**Task to complete:** Please repeat the listing below exactly, but do not include its pictures.
● ● ● ●
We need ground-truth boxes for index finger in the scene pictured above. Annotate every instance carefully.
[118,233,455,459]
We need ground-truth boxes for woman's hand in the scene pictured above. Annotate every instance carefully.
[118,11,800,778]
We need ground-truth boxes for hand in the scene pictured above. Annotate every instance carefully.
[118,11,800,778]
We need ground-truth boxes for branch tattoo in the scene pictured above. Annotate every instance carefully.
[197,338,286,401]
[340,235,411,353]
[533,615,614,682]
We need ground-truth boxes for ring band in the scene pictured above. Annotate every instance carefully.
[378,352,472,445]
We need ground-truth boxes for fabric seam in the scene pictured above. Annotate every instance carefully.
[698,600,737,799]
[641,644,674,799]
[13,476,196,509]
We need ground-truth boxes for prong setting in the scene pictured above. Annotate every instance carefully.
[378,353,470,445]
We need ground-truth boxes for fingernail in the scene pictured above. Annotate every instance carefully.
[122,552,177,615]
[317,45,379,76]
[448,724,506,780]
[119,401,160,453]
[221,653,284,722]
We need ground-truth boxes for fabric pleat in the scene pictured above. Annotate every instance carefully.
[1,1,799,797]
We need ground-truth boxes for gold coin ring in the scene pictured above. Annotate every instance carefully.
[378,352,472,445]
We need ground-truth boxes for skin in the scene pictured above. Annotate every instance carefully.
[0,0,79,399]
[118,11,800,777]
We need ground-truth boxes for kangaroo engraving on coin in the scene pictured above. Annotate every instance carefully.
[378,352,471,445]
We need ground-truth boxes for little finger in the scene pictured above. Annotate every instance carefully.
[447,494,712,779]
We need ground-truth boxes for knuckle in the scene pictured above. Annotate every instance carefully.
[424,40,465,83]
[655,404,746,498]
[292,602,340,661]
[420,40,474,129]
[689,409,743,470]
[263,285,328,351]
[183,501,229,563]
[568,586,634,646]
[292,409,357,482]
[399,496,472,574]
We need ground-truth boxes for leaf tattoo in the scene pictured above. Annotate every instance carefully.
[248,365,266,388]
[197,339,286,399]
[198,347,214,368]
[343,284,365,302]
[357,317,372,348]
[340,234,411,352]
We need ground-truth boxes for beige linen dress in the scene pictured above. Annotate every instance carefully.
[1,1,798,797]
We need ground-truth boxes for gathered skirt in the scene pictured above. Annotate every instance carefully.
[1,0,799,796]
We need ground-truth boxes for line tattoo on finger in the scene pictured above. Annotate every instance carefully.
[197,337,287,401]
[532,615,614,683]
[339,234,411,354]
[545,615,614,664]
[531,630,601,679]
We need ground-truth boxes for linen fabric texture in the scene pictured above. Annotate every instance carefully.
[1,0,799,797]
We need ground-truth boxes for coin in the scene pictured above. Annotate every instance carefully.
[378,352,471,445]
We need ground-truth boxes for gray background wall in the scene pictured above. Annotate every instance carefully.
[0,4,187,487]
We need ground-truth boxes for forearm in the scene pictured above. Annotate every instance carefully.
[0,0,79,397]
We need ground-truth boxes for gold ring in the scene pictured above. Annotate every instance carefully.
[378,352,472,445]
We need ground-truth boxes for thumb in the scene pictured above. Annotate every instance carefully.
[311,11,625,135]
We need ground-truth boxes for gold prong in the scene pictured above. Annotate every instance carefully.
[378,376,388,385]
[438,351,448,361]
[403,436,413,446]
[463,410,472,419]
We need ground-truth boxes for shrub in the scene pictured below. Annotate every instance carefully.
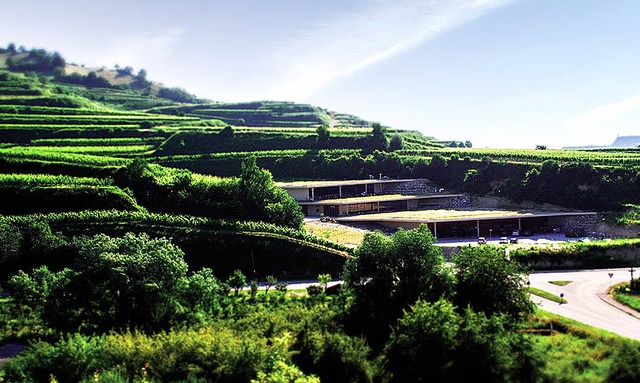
[607,341,640,382]
[382,299,542,382]
[8,232,190,332]
[453,245,534,316]
[294,330,374,383]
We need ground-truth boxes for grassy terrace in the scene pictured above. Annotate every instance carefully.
[24,145,156,155]
[396,147,640,167]
[30,137,165,145]
[336,208,589,222]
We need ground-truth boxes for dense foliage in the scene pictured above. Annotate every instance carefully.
[382,299,542,382]
[453,245,534,316]
[0,226,547,382]
[343,225,453,343]
[9,233,219,332]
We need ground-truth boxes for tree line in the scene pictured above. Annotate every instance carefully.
[0,224,557,382]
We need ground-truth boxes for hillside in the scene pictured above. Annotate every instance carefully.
[1,46,639,212]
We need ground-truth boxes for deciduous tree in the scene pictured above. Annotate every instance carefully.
[344,224,453,344]
[383,299,542,382]
[452,245,533,316]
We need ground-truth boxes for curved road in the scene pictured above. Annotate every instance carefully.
● ● ● ●
**Expected output:**
We need ground-truth boxes for index finger in the scene pictured above. Annotate every instance carefully.
[118,233,455,459]
We need ground-truth boxes for woman's hand in the scene pictured above. Annotate every instance carefully.
[118,11,800,778]
We need ground-truth boxes for hand in the scene pictured above. Annotate every instance carefully.
[118,11,800,778]
We need ground-truth boxes for branch tattoo in the scene pictured above. Annotate every instance carefully.
[197,338,286,401]
[340,235,411,353]
[533,615,614,682]
We need ground-truth boxes for ring band in the scene pictured above. Annotate every instance carefully.
[378,352,472,445]
We need ground-truth boxes for fabric seam in the scene pictured above. Annotate every instance carefully.
[698,600,737,799]
[641,644,674,799]
[13,476,196,509]
We need ground-truth boxes for prong setting in the scene pictured above. Annotate every instance carefully.
[378,353,470,445]
We need ground-truth boxes for fingernail in the scene pictured above. Annotate every instance carefully.
[122,552,177,615]
[317,45,379,76]
[448,724,506,780]
[119,401,160,453]
[221,653,284,722]
We need ground-truth boxes for fabric pleat in the scene pictured above. Annotate every instance carefully.
[1,1,799,797]
We need ground-truth boxes for gold coin ring in the scene pictured above. Annotate every instance carefully.
[378,352,472,445]
We need ground-truth boxes for skin in the scene pictured above. Annotate every instance carefully.
[0,0,79,399]
[118,11,800,777]
We need ground-truth boxes for kangaroo engraving on coin in the scene pictured above. Annotate every instance carefully.
[378,352,471,445]
We need ground-truth boxes for little finger in the scene pictured above. Annotate every instance carefully.
[447,494,712,779]
We need ground-truth boxes for knuckle in the scene pictured above. Annotate every instance carefully.
[424,40,465,83]
[655,404,746,498]
[292,602,340,661]
[420,40,474,129]
[689,409,743,470]
[263,285,328,351]
[183,501,229,563]
[568,586,634,646]
[292,409,357,482]
[399,496,472,574]
We need ground-truth boxes for leaf tattoo in the scene pictured above. Annotate every instance carefully.
[248,365,266,388]
[197,339,286,399]
[198,347,214,368]
[343,284,365,302]
[357,317,372,348]
[340,234,411,352]
We need ground-truth boxes for beige linen dress in the scene pictured above. Annotate every instance carefully.
[1,1,798,797]
We need ground-truth boxes for gathered skirt in the scene pictured above. Annotate every instance carefully.
[1,0,799,796]
We need ground-truth boxes for line tattoo on finger in the scene pictured above. Annotate every instance carefully.
[197,337,287,401]
[532,615,614,683]
[339,234,411,354]
[545,615,614,664]
[531,630,601,679]
We need ground-truth boxes for linen fabric texture in the scene pictured above. Annotate every instance carefully.
[1,0,799,797]
We need ground-truth boxes for coin in the scene pictured above. Annotate every instance carefully.
[378,352,471,445]
We need ground-truth boxes for gray background wall in the scene pictured above. Annotate every instance carefully.
[0,4,187,487]
We need ground-truth boxes for forearm in the scene pictured above. Annotate every instance carefully.
[0,0,79,397]
We need ground-truth boxes for gold ring in the scene pictured above. Annotate every instance carefully.
[378,352,472,445]
We need ground-truth boxes for thumb in the scene pictured above. Annotate every instance carefully.
[311,11,625,135]
We need ground-truth boxes for gold prong in the scene pictured above. Annotate every instance carefully.
[378,376,388,385]
[438,351,448,361]
[403,436,413,446]
[463,410,472,419]
We need ground-truth boxes for shrub in the scene pictured below. Annotate every instance carefully.
[607,341,640,382]
[382,299,542,382]
[8,232,190,332]
[453,245,534,316]
[294,330,374,383]
We need ground-truth boxes for grassy terrace in the scene pictured above. Annotate every instance carefully.
[24,145,156,155]
[396,147,640,167]
[30,137,165,145]
[336,208,589,222]
We need ground-truth boxes for dense foliage in the scene pictured above. Annotate every instance carefully.
[382,299,542,382]
[453,245,534,316]
[0,226,547,382]
[343,225,453,343]
[9,233,219,332]
We need ground-truth boxes for tree line in the scene pictured above. Annotate every instance carefully.
[0,224,557,382]
We need ground-truth boxes for hillside in the scene pictured above. Annotate every instance carefully.
[1,46,639,212]
We need ground-truth boxes for deciduous tree in the scene pictured above. Annotate every instance carefully.
[344,224,453,344]
[383,299,542,382]
[452,245,533,316]
We need ground-truth boxes for curved road in the scene pictured above. Annotate every instance carefully.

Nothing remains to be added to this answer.